[What you will do] Starting at the line containing "Please locate the man's short" and ending at the last of the rows, rewrite those lines as a numbered list, skipping blank lines and leaving out the pictures.
# # # # # # #
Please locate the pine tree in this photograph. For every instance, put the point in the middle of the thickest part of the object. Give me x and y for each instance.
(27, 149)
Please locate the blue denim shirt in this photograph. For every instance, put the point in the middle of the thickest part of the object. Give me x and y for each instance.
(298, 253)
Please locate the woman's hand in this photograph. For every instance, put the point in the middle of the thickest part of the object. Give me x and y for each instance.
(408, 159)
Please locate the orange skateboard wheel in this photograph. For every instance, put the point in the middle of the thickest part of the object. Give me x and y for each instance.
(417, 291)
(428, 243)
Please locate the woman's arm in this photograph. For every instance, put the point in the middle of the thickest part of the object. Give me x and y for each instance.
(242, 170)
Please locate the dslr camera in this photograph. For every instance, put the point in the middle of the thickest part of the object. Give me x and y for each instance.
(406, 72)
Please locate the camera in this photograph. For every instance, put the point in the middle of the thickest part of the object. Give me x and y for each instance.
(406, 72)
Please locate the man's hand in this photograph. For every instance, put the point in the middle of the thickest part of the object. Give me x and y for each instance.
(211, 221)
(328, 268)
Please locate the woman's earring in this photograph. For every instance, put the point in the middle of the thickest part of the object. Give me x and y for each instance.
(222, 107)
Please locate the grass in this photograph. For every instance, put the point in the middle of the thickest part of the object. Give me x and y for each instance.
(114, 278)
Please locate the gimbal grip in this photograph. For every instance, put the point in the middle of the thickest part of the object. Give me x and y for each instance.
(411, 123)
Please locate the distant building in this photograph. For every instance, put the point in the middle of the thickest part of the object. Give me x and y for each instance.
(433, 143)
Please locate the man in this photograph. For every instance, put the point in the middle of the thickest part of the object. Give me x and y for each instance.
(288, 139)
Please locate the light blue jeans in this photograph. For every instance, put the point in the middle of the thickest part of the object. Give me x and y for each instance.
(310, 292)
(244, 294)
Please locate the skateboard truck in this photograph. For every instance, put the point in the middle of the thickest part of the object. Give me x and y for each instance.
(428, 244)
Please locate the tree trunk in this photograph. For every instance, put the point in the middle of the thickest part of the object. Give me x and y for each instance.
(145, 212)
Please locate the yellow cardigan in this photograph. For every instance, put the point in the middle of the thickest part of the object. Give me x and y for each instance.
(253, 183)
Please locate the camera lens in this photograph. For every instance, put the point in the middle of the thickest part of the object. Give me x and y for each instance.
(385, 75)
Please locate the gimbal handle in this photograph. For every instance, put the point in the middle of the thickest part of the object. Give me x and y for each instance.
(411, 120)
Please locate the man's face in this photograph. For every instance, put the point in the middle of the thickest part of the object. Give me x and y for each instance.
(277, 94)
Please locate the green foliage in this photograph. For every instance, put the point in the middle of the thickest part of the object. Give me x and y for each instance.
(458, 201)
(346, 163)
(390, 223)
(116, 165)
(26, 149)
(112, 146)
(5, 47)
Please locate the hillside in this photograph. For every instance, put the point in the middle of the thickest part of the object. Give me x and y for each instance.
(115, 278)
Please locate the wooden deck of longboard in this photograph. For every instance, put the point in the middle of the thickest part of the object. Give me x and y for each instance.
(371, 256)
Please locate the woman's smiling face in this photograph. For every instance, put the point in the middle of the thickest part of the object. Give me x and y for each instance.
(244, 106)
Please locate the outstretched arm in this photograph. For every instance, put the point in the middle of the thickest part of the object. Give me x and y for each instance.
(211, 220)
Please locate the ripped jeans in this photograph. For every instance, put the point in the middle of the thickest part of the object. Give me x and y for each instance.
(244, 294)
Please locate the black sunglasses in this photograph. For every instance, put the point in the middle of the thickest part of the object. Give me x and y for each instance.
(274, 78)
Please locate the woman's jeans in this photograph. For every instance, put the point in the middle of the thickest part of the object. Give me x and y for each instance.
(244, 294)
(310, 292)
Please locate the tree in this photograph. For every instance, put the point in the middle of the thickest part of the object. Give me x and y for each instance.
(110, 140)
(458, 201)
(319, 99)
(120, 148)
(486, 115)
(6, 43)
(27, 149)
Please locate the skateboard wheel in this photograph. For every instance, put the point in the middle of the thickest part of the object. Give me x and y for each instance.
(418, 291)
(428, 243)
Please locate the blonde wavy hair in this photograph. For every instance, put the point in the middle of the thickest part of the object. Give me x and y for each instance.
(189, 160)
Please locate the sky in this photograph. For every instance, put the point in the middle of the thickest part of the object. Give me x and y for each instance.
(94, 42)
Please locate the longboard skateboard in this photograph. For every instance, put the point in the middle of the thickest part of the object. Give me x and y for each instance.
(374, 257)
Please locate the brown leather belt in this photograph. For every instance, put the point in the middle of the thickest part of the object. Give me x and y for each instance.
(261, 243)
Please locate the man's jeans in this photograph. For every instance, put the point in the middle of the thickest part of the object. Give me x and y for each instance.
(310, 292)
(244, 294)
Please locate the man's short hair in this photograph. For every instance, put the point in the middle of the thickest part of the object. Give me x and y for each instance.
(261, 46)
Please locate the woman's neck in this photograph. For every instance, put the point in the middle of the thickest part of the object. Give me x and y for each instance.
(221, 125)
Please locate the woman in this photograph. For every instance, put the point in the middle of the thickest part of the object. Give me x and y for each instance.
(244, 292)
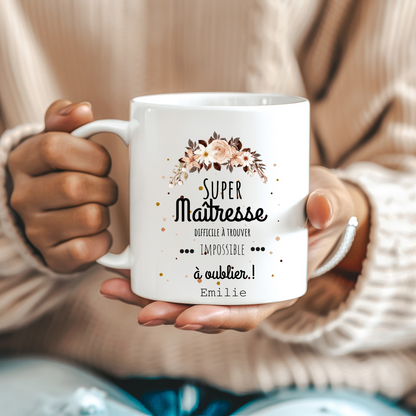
# # # # # # #
[Solved exercise]
1. Please locate the man's short hair in this photograph. For every instance, put the point in the middle of the thickest part of the object. Give me x and y for each instance.
2. (261, 46)
3. Please locate the woman's neck in this photograph. For every instance, put the point in the middle of the thickest part of the object. Give me x and y for each instance.
4. (221, 125)
5. Please locate the woman in this photograph. For every instance, put the point in the middle of the thickest part of the object. Give me x and y for each instance.
6. (244, 292)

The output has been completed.